→ **GIVEN DATA**:
*****

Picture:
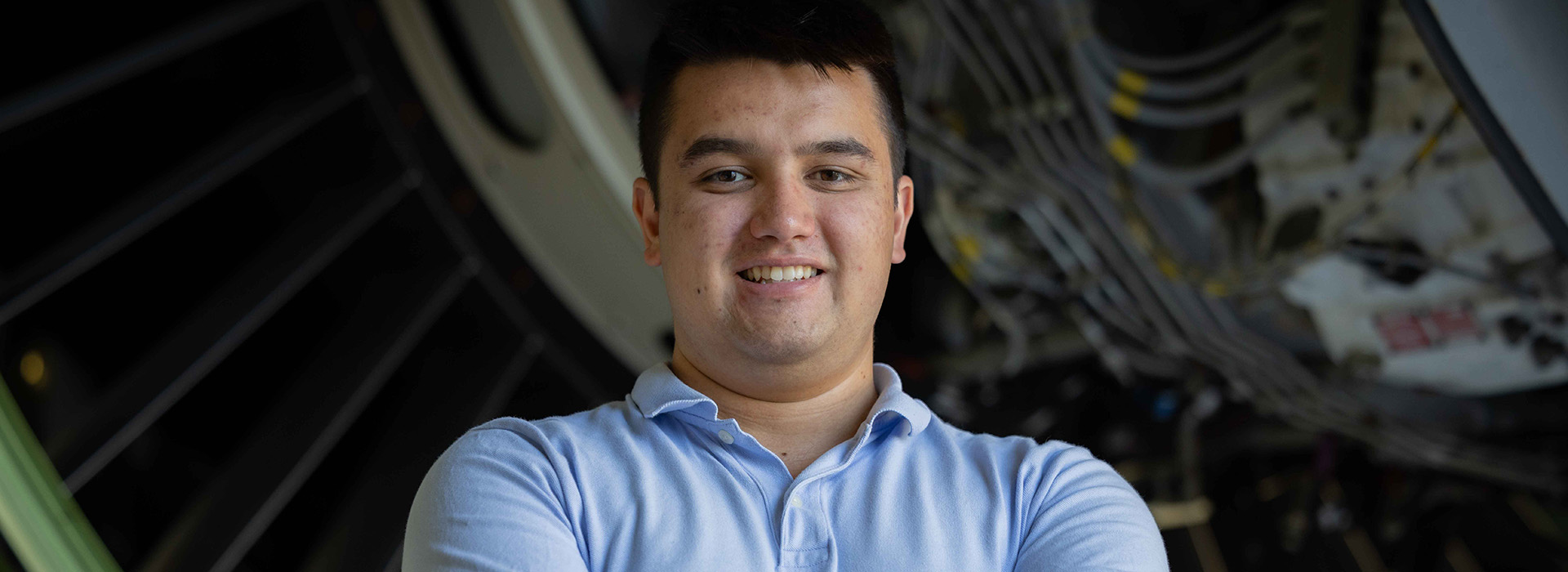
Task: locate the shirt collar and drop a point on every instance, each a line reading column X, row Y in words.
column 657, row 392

*****

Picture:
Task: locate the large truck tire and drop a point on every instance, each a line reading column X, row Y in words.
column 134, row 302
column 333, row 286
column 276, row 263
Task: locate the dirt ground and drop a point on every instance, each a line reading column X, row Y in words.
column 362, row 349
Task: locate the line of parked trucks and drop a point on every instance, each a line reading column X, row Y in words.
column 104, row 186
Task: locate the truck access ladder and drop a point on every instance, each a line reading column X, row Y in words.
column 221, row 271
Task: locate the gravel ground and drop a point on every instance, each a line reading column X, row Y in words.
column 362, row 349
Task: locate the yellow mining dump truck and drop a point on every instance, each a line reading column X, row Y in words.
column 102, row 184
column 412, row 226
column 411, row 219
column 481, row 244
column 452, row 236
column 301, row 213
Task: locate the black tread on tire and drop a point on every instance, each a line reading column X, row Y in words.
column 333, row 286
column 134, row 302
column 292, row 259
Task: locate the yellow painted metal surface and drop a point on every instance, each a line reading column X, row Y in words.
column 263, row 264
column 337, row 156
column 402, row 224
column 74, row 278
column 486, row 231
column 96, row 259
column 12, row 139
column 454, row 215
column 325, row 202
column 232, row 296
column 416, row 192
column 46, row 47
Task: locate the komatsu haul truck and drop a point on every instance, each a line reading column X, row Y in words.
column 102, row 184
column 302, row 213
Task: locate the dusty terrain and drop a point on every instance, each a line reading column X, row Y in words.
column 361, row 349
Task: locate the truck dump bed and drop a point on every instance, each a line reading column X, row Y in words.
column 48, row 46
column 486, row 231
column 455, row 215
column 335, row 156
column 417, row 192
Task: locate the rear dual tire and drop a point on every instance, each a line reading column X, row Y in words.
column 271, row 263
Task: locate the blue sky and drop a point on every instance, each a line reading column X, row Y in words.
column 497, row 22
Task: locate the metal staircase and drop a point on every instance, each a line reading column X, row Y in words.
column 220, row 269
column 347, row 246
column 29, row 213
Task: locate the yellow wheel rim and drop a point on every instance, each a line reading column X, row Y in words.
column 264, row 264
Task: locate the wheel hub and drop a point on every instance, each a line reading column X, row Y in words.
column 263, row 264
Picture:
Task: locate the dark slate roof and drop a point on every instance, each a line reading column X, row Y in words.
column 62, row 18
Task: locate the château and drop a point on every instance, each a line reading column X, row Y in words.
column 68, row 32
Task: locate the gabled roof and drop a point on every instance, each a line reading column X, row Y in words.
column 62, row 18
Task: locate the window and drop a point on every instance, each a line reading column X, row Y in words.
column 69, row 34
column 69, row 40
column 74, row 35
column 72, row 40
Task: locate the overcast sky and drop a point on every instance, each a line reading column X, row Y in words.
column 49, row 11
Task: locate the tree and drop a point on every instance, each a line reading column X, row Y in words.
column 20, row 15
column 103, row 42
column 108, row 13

*****

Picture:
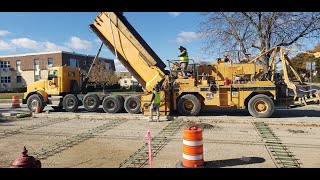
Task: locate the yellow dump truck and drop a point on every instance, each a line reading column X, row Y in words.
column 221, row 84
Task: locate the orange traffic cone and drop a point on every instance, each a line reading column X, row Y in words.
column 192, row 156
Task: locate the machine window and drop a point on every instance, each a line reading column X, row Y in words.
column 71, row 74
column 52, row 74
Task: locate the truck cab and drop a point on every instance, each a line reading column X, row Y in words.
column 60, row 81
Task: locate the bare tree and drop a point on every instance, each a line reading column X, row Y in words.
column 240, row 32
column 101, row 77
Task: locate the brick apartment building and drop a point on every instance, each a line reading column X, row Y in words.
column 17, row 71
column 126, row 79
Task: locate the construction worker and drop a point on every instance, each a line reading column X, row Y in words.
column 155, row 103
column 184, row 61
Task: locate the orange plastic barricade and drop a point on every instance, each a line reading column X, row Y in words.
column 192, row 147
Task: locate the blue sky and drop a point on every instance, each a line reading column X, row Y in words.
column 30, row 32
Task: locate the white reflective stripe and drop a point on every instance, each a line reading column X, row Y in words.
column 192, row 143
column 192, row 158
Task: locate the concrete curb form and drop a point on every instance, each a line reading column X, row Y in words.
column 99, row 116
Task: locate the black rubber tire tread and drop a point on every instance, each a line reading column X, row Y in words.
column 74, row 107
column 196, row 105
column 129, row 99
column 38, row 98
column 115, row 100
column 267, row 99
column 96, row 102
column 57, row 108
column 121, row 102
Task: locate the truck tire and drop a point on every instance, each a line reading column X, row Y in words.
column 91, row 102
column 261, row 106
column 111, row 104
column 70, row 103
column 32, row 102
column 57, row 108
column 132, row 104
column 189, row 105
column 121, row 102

*****

→ **WHAT YOU HAVE TO DO**: Print the stretch of the records above from the line containing "Task: locate the truck dump" through the line containing "column 264, row 264", including both of those lines. Reproduce every line in it character for character.

→ **EXERCISE OUTPUT**:
Task: locate the truck dump bed and drop a point on every instance, each a line reading column X, row Y in words.
column 48, row 46
column 486, row 231
column 455, row 215
column 335, row 156
column 417, row 192
Task: locate the rear dual tire and drop a point on every instance, each a line reading column X, row Y in words.
column 271, row 263
Task: locate the blue sky and drop a point on every instance, each a line reading column X, row Y in words.
column 497, row 22
Task: locate the metal staircase and drop a point on every instance, each a line reading column X, row Y in words.
column 220, row 269
column 347, row 246
column 29, row 213
Task: locate the yellow wheel rim and drop a point on every instance, each a line reading column X, row Y in words.
column 264, row 264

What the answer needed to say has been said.